**SET PROBLEM 1**
Name every place the biography of Daniel Rajna says he performed as a guest artist.
**SET PROBLEM 2**
Write a continuation of the biography of ballet dancer Daniel Rajna, picking up after its final sentence.

**SOURCE EXTRACT**
---+---

Daniel Rajna born 1968, is a South African ballet dancer. After gaining a BSc in applied mathematics at UCT, he trained at the UCT Ballet school, Cape Town. He joined the former CAPAB Ballet in 1990, before leaving in 1997 to join PACT Ballet in Pretoria. He returned to Cape Town in 1999 and was a principal dancer at the Cape Town City Ballet. He is known for his interpretation of dramatic ballets and his partnership with friend, Tracy Li. He and his wife Leanne Voysey, a former principal dancer with  Cape Town City Ballet, have a son Finn (born July 2007). He is the son of composer Thomas Rajna. He has performed as a guest artist in Hong Kong, Zimbabwe, The United States, South Africa and Taiwan. They were also both invited to the 2004 International Ballet Festival of Miami. He retired in August 2007 after several performances of Camille. After retirement Rajna made a radical career change and after studying for three years, joined a civil consultancy as a dam designer. He continued his association with ballet and was asked back on occasion to coach members of the ballet company. In 2015 Rajna and Li were invited to come out of retirement to give two performances of Veronica Paeper's ballet, "Carmen" accompanied by the Cape Town Philharmonic Orchestra.

---+---

**MATERIAL SUPPLIED**
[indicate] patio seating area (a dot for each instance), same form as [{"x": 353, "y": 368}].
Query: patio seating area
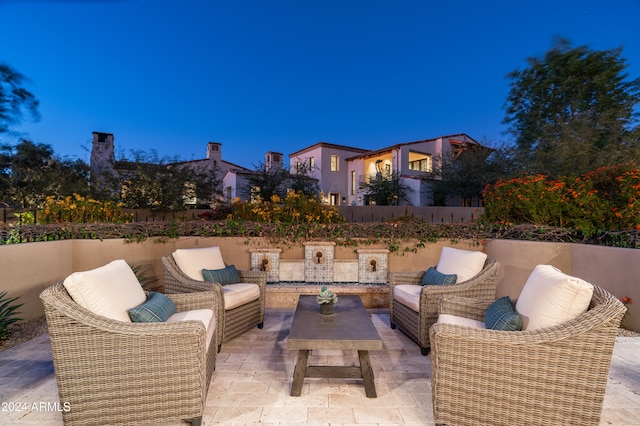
[{"x": 254, "y": 373}]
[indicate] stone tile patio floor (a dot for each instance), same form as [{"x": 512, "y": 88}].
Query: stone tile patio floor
[{"x": 252, "y": 386}]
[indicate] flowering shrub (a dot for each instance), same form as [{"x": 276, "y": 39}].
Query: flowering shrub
[
  {"x": 602, "y": 200},
  {"x": 79, "y": 209},
  {"x": 294, "y": 208}
]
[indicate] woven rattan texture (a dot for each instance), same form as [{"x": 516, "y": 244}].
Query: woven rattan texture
[
  {"x": 482, "y": 286},
  {"x": 552, "y": 376},
  {"x": 113, "y": 372}
]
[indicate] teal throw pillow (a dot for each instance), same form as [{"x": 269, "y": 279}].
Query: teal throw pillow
[
  {"x": 157, "y": 308},
  {"x": 433, "y": 277},
  {"x": 228, "y": 275},
  {"x": 502, "y": 315}
]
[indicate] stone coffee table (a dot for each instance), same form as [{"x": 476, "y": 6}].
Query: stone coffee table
[{"x": 348, "y": 328}]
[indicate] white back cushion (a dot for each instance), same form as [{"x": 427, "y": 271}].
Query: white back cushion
[
  {"x": 110, "y": 290},
  {"x": 551, "y": 297},
  {"x": 464, "y": 263},
  {"x": 193, "y": 261}
]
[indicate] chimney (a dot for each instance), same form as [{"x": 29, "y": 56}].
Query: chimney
[{"x": 273, "y": 161}]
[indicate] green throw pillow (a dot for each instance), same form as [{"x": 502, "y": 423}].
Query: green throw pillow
[
  {"x": 503, "y": 316},
  {"x": 157, "y": 308},
  {"x": 228, "y": 275},
  {"x": 433, "y": 277}
]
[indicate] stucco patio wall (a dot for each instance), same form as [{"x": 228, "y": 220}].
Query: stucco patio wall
[{"x": 27, "y": 269}]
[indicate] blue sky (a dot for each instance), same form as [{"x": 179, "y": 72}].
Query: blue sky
[{"x": 278, "y": 75}]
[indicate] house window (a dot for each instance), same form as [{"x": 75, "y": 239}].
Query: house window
[
  {"x": 353, "y": 182},
  {"x": 254, "y": 194},
  {"x": 335, "y": 161}
]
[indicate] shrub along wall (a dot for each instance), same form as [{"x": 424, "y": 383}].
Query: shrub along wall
[{"x": 29, "y": 268}]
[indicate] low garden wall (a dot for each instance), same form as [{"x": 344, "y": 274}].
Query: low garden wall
[{"x": 27, "y": 269}]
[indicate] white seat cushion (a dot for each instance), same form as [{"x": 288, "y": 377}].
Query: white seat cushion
[
  {"x": 110, "y": 290},
  {"x": 206, "y": 316},
  {"x": 408, "y": 295},
  {"x": 456, "y": 320},
  {"x": 238, "y": 294},
  {"x": 464, "y": 263},
  {"x": 192, "y": 261},
  {"x": 551, "y": 297}
]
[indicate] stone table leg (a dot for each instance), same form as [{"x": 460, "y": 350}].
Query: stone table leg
[
  {"x": 299, "y": 372},
  {"x": 367, "y": 374}
]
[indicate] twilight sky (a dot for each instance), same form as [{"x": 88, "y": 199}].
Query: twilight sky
[{"x": 280, "y": 75}]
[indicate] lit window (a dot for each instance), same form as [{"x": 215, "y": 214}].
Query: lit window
[
  {"x": 353, "y": 182},
  {"x": 335, "y": 160},
  {"x": 422, "y": 164}
]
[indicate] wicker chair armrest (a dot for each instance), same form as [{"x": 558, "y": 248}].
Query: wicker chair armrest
[
  {"x": 255, "y": 277},
  {"x": 190, "y": 301},
  {"x": 463, "y": 307}
]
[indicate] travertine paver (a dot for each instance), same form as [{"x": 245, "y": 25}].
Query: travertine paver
[{"x": 253, "y": 378}]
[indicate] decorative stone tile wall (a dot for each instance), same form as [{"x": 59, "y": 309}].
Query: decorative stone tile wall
[
  {"x": 372, "y": 265},
  {"x": 318, "y": 261},
  {"x": 345, "y": 271},
  {"x": 267, "y": 260}
]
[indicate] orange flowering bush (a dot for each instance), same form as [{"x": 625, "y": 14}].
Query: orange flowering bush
[
  {"x": 603, "y": 200},
  {"x": 79, "y": 209},
  {"x": 294, "y": 208}
]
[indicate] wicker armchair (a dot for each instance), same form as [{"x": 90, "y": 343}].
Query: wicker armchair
[
  {"x": 416, "y": 324},
  {"x": 549, "y": 376},
  {"x": 114, "y": 372},
  {"x": 231, "y": 322}
]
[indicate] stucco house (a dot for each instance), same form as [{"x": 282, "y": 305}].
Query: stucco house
[
  {"x": 104, "y": 164},
  {"x": 339, "y": 169}
]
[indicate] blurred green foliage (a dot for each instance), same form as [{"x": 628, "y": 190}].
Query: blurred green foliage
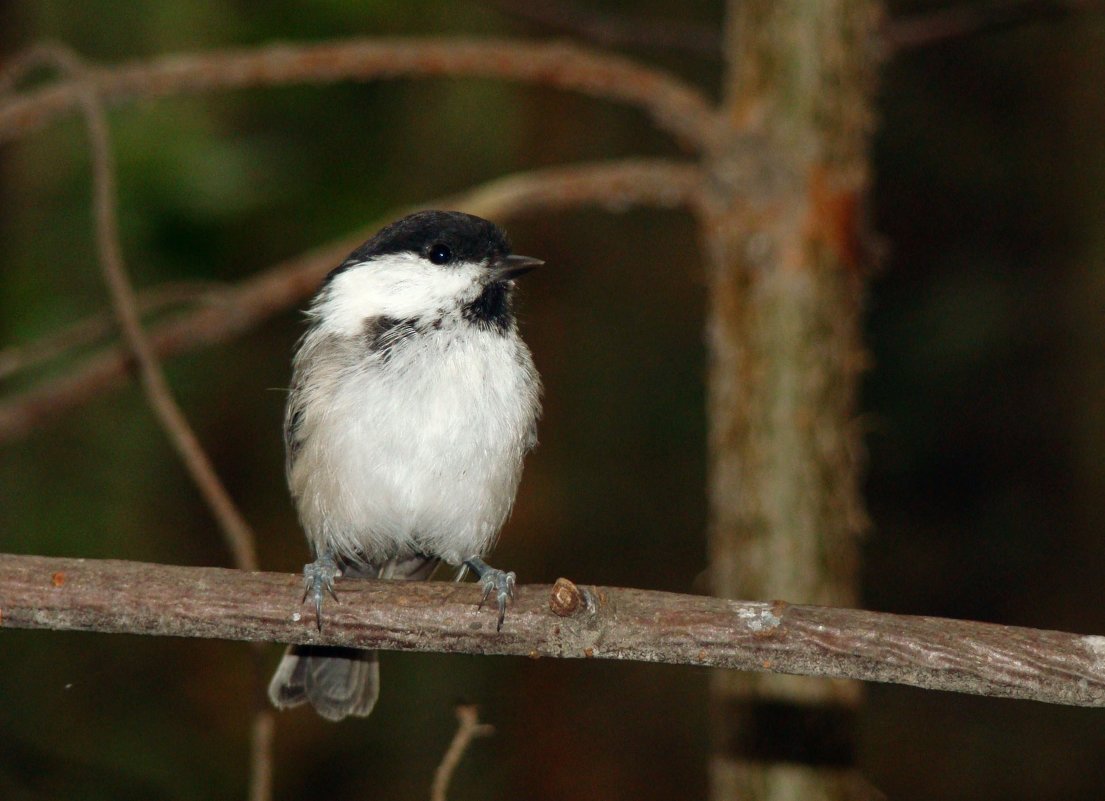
[{"x": 985, "y": 406}]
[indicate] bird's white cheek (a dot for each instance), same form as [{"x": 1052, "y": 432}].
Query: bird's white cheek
[{"x": 398, "y": 286}]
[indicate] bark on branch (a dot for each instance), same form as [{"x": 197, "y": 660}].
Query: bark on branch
[
  {"x": 673, "y": 105},
  {"x": 562, "y": 621}
]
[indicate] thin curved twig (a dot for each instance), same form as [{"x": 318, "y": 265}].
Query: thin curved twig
[
  {"x": 674, "y": 106},
  {"x": 97, "y": 327},
  {"x": 614, "y": 186},
  {"x": 616, "y": 30},
  {"x": 235, "y": 530},
  {"x": 467, "y": 728}
]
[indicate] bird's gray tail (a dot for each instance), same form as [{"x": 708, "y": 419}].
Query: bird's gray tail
[{"x": 338, "y": 682}]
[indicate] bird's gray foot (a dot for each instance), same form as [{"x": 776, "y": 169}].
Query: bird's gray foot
[
  {"x": 318, "y": 579},
  {"x": 493, "y": 580}
]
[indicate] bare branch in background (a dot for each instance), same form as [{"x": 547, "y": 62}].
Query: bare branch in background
[
  {"x": 235, "y": 530},
  {"x": 238, "y": 535},
  {"x": 608, "y": 623},
  {"x": 614, "y": 186},
  {"x": 673, "y": 105},
  {"x": 975, "y": 19},
  {"x": 467, "y": 728},
  {"x": 614, "y": 30},
  {"x": 96, "y": 328}
]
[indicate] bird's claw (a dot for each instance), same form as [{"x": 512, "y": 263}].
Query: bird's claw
[
  {"x": 317, "y": 580},
  {"x": 502, "y": 583}
]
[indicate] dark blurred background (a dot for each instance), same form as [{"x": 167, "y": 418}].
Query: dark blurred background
[{"x": 985, "y": 407}]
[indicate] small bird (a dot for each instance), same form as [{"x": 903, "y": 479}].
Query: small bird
[{"x": 413, "y": 401}]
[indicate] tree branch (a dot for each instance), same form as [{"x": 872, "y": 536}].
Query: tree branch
[
  {"x": 562, "y": 621},
  {"x": 616, "y": 186},
  {"x": 673, "y": 105}
]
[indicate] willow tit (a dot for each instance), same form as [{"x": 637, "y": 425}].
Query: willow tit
[{"x": 413, "y": 401}]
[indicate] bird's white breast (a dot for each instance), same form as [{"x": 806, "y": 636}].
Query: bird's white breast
[{"x": 420, "y": 451}]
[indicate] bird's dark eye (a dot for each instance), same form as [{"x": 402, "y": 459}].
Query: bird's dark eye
[{"x": 440, "y": 253}]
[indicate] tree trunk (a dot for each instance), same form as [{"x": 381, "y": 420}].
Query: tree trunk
[{"x": 782, "y": 241}]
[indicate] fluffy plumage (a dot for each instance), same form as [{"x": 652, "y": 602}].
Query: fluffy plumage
[{"x": 413, "y": 402}]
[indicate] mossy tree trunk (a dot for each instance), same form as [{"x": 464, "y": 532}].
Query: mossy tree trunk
[{"x": 783, "y": 241}]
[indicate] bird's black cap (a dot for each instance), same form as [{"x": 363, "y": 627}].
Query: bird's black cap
[{"x": 466, "y": 238}]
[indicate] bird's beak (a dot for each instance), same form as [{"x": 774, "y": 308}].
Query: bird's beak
[{"x": 512, "y": 267}]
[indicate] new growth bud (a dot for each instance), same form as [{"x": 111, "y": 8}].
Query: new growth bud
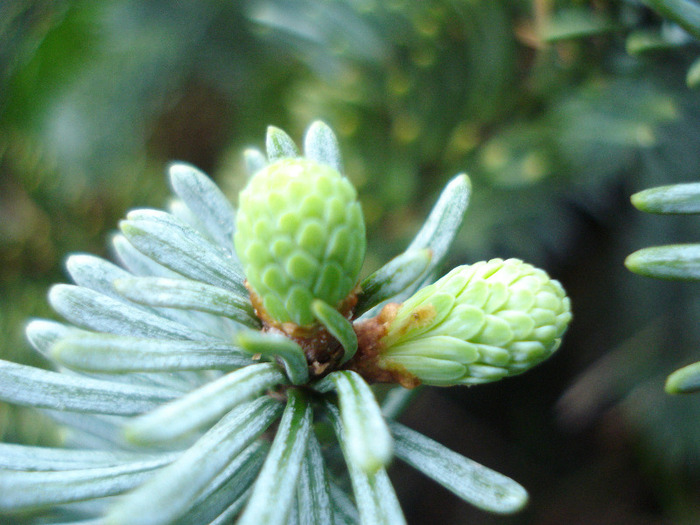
[
  {"x": 300, "y": 236},
  {"x": 477, "y": 324}
]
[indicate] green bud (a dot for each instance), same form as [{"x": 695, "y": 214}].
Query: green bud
[
  {"x": 300, "y": 235},
  {"x": 477, "y": 324}
]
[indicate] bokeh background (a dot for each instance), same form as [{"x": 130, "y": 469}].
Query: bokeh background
[{"x": 558, "y": 110}]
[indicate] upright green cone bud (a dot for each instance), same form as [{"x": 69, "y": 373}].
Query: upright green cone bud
[
  {"x": 477, "y": 324},
  {"x": 300, "y": 235}
]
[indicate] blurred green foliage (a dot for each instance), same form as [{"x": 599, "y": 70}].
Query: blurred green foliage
[{"x": 559, "y": 110}]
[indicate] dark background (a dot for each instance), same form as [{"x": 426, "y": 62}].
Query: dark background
[{"x": 554, "y": 108}]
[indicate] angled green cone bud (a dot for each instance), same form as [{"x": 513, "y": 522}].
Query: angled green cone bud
[
  {"x": 477, "y": 324},
  {"x": 300, "y": 235}
]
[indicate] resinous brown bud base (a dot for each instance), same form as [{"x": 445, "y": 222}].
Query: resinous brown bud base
[
  {"x": 323, "y": 351},
  {"x": 369, "y": 345}
]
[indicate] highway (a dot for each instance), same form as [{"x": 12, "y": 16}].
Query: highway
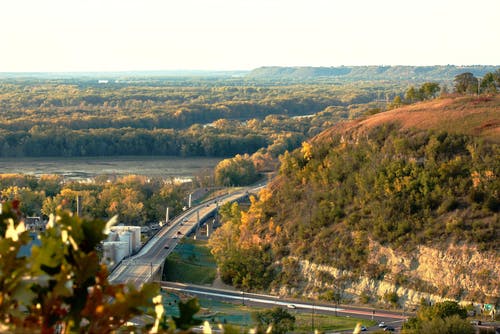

---+---

**EXERCISE RESPONSE 1**
Hong Kong, Zimbabwe, the United States, South Africa and Taiwan.

**EXERCISE RESPONSE 2**
Awards 
 FNB Vita Award 1999
 Balletomanes Award for best male dancer, 1996, 2000, 2002 and 2006
 Daphne Levy Award for his partnership with Tracy Li, 2001

Notable roles 
 Pluto in Orpheus in the Underworld
 Albrecht in Giselle
 Basilio in Don Quixote
 Crassus in Spartacus
 Armand in Camille
 Don Jose in Carmen
 Puck in A Midsummer Night's Dream
 James in La Sylphide
 Romeo in Romeo and Juliet
 Nutcracker Prince in The Nutcracker
 Florimund in The Sleeping Beauty
 Prince Siegfried in Swan Lake

References

External links
 Daniel Rajna at the Dance Directory
 Cape Town City Ballet Company
 Pas de Deux Couple Tracy Li & Daniel Rajna
 Dancers exit stage for new future
 Tracy Li and Daniel Rajna to reunite for Cape Town City Ballet
 Carmen gets retired dancers back on stage
 Final Pas de deux from the ballet "Camille"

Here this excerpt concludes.